(Your instructions): Your task is to return, word for word, only the lines from the line with "I would be grateful if you could mark the ash cloud" through the close of the data. Exclude all pictures.

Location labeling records
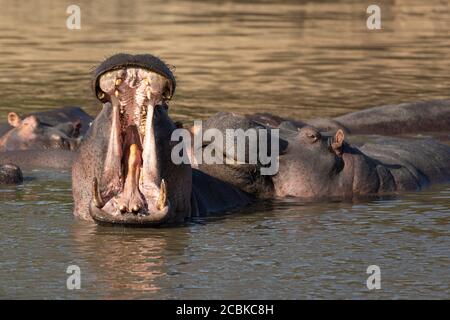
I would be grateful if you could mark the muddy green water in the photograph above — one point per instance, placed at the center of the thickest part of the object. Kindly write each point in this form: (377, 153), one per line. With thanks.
(293, 58)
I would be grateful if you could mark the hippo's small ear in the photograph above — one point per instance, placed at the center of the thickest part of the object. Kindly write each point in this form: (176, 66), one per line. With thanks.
(338, 141)
(14, 119)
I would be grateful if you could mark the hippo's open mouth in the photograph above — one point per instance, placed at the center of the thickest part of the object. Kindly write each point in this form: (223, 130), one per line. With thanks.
(131, 188)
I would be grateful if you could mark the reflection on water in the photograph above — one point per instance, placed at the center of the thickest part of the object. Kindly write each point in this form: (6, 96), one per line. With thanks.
(295, 58)
(298, 58)
(284, 249)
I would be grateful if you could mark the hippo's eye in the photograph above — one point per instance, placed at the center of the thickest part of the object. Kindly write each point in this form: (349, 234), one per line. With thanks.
(313, 136)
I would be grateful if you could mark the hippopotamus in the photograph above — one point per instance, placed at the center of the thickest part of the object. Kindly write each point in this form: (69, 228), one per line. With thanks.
(314, 164)
(54, 129)
(10, 174)
(123, 173)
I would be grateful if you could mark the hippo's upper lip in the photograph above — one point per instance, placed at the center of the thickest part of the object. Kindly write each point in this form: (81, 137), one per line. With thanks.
(124, 60)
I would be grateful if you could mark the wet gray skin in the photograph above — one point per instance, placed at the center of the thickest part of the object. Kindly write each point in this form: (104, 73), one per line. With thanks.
(124, 173)
(30, 133)
(320, 165)
(405, 118)
(10, 174)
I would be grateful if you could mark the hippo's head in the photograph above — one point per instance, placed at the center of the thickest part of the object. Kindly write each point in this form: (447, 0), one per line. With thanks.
(137, 184)
(312, 165)
(31, 134)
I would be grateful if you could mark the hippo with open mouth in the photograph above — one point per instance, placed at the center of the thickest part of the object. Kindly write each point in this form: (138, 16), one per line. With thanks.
(123, 173)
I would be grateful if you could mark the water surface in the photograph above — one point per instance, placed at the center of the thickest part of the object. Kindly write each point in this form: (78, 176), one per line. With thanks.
(294, 58)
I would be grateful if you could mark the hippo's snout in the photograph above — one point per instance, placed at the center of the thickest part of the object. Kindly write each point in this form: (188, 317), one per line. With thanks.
(139, 183)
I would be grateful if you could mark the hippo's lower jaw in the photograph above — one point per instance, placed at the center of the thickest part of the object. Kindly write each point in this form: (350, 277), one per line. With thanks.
(129, 219)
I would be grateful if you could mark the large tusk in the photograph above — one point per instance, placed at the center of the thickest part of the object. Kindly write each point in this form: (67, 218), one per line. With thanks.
(162, 199)
(150, 168)
(112, 174)
(96, 196)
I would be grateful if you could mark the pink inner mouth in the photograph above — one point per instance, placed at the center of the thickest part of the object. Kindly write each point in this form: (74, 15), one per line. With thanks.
(131, 181)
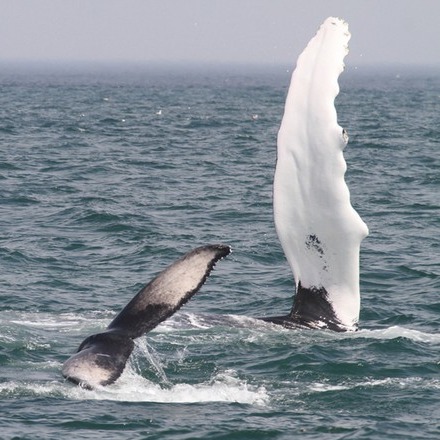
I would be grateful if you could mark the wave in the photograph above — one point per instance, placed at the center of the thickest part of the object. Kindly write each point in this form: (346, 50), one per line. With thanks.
(131, 387)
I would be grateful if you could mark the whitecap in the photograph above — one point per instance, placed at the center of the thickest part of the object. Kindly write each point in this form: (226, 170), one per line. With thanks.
(396, 331)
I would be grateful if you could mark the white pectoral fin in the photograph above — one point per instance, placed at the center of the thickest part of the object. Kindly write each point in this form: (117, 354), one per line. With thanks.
(318, 228)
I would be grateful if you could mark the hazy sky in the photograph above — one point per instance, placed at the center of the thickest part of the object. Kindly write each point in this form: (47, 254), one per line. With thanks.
(247, 31)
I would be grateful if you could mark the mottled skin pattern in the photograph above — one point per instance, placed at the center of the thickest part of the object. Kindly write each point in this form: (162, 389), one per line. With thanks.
(101, 358)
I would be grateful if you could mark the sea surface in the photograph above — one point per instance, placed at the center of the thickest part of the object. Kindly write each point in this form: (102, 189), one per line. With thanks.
(110, 173)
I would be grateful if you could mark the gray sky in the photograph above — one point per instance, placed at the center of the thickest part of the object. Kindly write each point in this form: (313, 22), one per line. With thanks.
(247, 31)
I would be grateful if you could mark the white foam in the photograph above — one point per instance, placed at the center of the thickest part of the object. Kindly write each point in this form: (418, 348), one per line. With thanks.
(134, 388)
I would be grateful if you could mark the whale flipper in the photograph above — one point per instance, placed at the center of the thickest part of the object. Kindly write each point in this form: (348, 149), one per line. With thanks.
(319, 230)
(101, 358)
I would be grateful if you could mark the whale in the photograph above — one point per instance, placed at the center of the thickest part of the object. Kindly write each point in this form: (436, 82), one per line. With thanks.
(318, 228)
(101, 358)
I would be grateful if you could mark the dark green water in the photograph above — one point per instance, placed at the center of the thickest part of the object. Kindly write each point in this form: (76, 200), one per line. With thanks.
(107, 176)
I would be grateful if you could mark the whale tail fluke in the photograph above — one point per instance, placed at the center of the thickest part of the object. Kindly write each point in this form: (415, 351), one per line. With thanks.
(101, 358)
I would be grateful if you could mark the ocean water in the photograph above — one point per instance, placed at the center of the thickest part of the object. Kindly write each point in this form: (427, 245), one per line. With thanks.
(107, 175)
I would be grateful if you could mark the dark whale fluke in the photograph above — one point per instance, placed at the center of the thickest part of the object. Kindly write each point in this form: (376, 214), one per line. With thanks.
(101, 358)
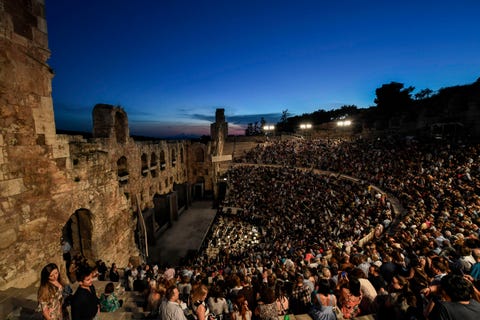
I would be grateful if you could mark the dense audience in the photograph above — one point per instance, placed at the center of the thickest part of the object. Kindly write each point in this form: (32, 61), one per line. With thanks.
(334, 229)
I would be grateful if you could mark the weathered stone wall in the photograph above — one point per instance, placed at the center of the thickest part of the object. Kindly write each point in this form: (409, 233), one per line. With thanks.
(46, 178)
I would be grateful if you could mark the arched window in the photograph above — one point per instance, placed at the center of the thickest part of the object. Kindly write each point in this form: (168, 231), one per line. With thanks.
(174, 158)
(153, 164)
(145, 168)
(163, 163)
(122, 170)
(199, 155)
(120, 127)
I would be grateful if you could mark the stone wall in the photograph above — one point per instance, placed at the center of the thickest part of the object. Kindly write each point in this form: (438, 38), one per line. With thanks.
(50, 182)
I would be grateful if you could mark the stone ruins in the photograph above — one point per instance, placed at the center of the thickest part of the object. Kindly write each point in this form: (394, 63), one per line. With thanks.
(107, 195)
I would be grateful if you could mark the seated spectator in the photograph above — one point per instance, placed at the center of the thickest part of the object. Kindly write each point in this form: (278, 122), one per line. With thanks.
(457, 302)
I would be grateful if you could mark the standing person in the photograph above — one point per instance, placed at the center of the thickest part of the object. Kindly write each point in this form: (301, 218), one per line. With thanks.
(109, 302)
(241, 310)
(170, 308)
(50, 297)
(198, 301)
(301, 298)
(85, 303)
(114, 275)
(67, 256)
(217, 302)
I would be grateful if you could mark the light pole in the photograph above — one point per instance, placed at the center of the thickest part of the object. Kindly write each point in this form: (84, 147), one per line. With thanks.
(343, 125)
(306, 127)
(268, 129)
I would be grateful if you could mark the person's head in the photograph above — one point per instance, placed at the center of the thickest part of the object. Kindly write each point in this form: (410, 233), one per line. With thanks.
(199, 293)
(267, 295)
(399, 283)
(324, 286)
(456, 288)
(49, 274)
(326, 273)
(84, 276)
(172, 293)
(109, 288)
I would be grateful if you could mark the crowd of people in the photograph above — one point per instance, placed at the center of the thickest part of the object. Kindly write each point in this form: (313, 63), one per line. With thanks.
(295, 242)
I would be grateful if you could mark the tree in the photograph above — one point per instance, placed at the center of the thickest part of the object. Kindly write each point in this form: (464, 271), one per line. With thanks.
(423, 94)
(393, 97)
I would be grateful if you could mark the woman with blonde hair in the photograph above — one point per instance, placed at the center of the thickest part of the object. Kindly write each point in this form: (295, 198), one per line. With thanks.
(50, 294)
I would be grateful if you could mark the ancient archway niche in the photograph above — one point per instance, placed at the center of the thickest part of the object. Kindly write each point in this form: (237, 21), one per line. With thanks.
(145, 166)
(199, 155)
(153, 164)
(163, 163)
(110, 122)
(78, 231)
(174, 157)
(122, 171)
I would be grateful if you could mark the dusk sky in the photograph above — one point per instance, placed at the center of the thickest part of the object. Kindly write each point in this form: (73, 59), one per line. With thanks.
(171, 63)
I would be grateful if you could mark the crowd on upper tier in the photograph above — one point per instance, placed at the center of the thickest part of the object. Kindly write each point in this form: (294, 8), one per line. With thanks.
(294, 240)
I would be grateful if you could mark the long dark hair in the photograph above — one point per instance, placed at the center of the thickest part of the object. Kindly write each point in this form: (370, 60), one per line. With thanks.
(47, 290)
(45, 274)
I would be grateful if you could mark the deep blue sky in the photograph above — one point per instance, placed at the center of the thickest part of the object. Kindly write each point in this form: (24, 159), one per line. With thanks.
(171, 63)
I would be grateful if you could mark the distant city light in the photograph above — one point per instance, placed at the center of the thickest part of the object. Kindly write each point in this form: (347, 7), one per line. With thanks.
(306, 126)
(268, 127)
(344, 123)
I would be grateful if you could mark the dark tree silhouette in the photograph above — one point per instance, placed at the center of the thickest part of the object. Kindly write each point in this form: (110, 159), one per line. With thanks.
(393, 97)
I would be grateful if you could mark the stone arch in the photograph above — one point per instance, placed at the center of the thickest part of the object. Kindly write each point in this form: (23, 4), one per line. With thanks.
(110, 122)
(122, 170)
(174, 157)
(199, 155)
(78, 232)
(144, 164)
(163, 163)
(121, 124)
(153, 164)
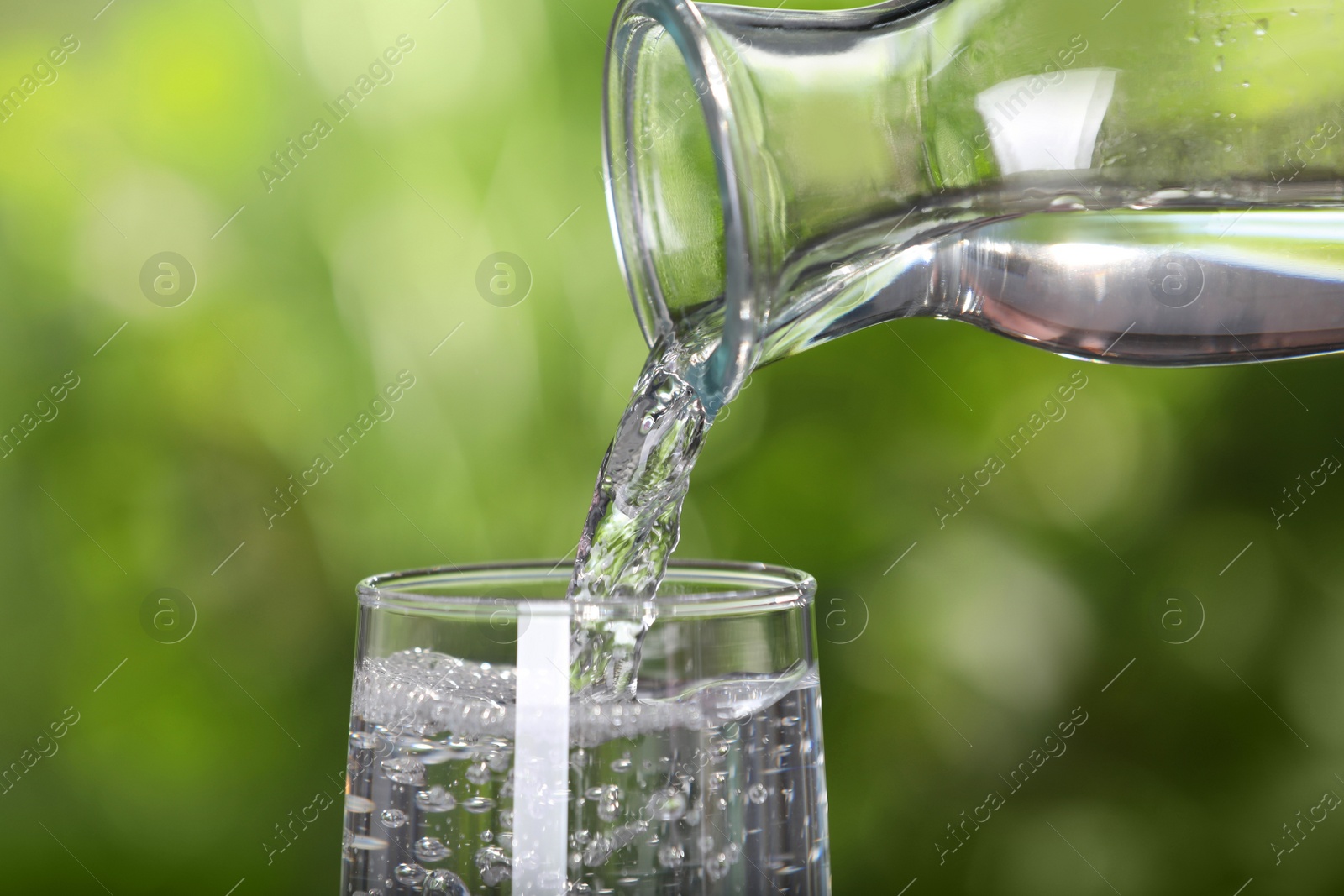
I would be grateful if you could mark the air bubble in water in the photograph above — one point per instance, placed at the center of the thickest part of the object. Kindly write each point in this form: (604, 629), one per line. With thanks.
(494, 864)
(445, 882)
(403, 772)
(434, 799)
(409, 875)
(477, 805)
(608, 802)
(669, 804)
(717, 867)
(671, 856)
(432, 849)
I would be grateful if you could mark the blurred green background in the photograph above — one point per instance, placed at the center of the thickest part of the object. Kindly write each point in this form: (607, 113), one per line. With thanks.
(1140, 520)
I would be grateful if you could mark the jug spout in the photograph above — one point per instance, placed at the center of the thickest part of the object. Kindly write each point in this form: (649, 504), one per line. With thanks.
(1124, 183)
(737, 136)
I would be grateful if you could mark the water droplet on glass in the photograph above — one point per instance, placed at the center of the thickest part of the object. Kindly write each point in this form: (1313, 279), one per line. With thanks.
(1068, 203)
(360, 805)
(432, 849)
(360, 841)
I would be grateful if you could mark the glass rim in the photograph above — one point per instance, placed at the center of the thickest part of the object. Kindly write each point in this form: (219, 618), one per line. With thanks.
(764, 587)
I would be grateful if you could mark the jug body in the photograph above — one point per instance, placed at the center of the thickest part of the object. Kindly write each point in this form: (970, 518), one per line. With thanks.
(1147, 181)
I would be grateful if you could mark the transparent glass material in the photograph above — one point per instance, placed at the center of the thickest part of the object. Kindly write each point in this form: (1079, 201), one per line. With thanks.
(1149, 181)
(465, 779)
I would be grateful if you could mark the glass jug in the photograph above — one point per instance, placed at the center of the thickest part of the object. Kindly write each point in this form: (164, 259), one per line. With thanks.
(1146, 181)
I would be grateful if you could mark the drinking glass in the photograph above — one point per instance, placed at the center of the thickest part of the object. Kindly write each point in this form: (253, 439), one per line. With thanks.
(472, 768)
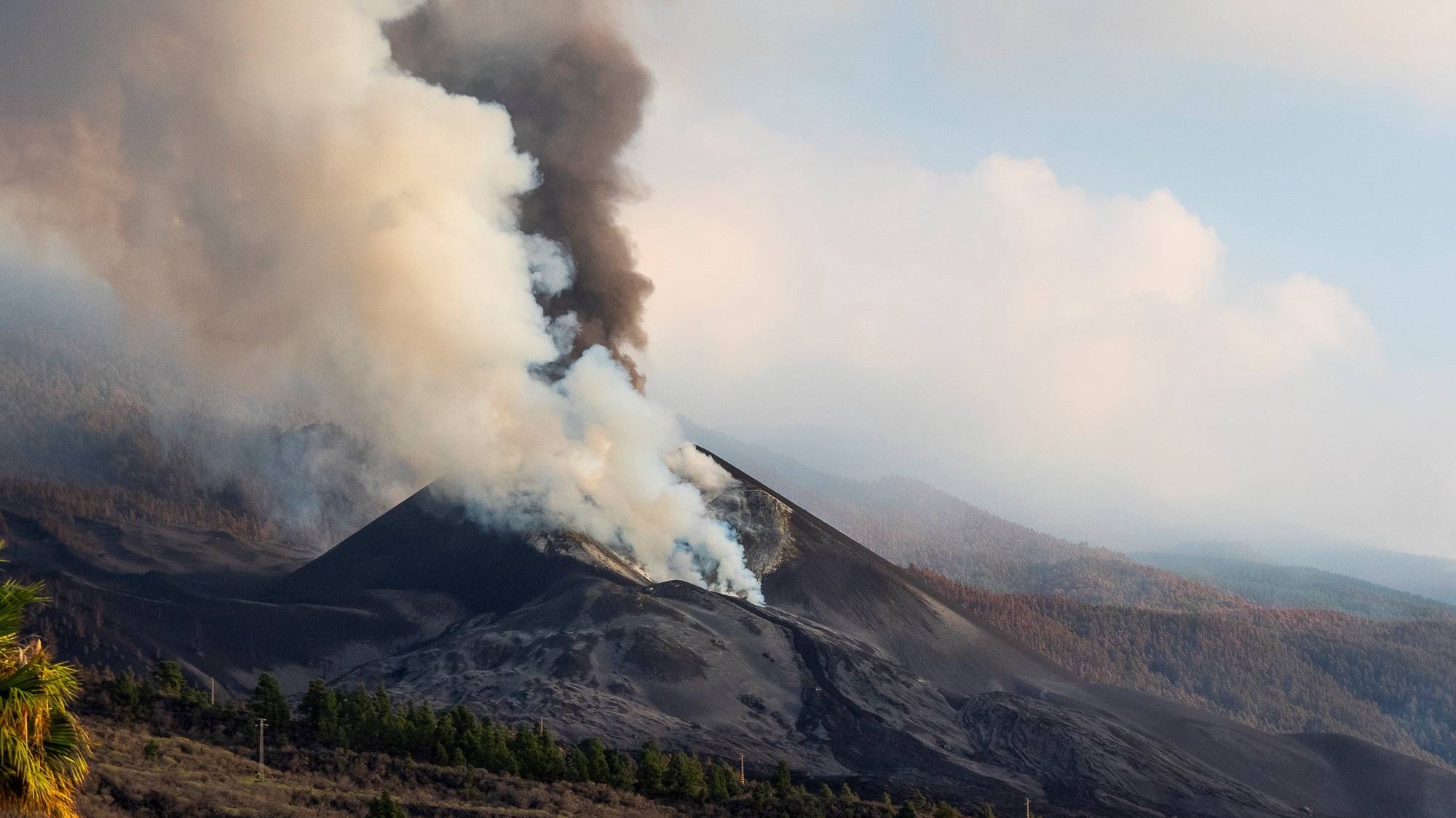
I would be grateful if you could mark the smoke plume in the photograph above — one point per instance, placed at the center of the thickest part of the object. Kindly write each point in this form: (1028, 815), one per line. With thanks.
(576, 92)
(309, 218)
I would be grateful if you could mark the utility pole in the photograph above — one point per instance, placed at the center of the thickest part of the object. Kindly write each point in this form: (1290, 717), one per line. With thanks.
(261, 724)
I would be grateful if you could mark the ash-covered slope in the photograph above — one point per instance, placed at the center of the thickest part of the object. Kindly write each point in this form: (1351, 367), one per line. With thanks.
(851, 670)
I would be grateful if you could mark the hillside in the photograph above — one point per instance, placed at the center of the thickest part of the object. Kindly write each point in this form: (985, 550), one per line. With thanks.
(1282, 670)
(79, 408)
(1298, 587)
(908, 522)
(852, 670)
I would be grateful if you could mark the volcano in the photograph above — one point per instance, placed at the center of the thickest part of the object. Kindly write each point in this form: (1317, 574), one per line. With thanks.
(852, 670)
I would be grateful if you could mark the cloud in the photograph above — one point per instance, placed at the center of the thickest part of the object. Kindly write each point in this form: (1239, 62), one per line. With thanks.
(1398, 44)
(1090, 356)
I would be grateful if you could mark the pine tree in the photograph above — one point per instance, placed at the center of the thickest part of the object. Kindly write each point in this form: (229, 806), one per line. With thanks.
(783, 782)
(622, 771)
(577, 768)
(168, 678)
(685, 777)
(321, 712)
(269, 704)
(387, 807)
(654, 769)
(598, 768)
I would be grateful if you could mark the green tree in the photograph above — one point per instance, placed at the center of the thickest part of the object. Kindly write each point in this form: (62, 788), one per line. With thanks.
(598, 768)
(622, 771)
(783, 782)
(321, 712)
(269, 704)
(387, 807)
(577, 769)
(168, 678)
(653, 772)
(43, 749)
(685, 777)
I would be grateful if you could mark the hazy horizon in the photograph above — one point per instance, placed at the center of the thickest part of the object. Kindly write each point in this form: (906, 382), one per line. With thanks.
(1128, 273)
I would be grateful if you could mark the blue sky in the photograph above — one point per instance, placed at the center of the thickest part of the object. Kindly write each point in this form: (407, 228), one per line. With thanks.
(1237, 219)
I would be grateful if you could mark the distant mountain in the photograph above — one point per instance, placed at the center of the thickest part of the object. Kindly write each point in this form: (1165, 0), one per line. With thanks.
(855, 669)
(912, 523)
(1431, 577)
(1297, 587)
(1283, 670)
(79, 408)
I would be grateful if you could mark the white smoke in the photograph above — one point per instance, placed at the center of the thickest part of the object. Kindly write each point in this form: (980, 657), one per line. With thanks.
(264, 177)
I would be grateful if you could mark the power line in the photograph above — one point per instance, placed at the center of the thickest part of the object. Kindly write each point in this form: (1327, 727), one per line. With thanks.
(261, 724)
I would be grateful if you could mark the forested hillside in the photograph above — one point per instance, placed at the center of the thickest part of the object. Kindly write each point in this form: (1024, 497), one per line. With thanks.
(908, 522)
(1278, 669)
(79, 411)
(1297, 587)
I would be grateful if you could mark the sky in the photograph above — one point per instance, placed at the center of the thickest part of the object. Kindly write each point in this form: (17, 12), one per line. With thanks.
(1131, 273)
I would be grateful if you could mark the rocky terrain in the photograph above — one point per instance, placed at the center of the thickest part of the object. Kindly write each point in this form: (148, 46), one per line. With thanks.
(852, 670)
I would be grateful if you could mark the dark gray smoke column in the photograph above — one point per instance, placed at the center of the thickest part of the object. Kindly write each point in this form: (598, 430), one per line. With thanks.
(576, 92)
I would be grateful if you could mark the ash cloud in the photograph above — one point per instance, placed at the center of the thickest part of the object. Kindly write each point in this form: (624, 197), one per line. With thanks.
(312, 221)
(576, 92)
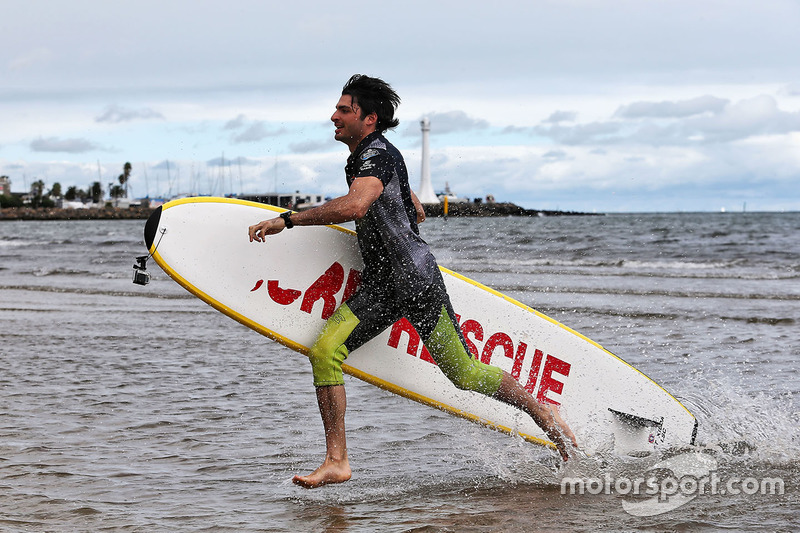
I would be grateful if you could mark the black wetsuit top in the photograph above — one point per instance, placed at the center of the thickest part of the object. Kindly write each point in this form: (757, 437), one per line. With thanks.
(394, 254)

(Correct result):
I would be grateful if you could mark the ash cloud in the photograph above — one point per instance, placed at the center of the thickest part of the object. Kindly write each point in this form: (624, 197), one per line. With thanks.
(312, 221)
(576, 92)
I would be grateful if you could mark the black wetsuit top in the photograph above — one point per instance, placed at the center of the thickest part of the object. Kindly write each point in this form: (757, 437), one per line. With thanks.
(394, 254)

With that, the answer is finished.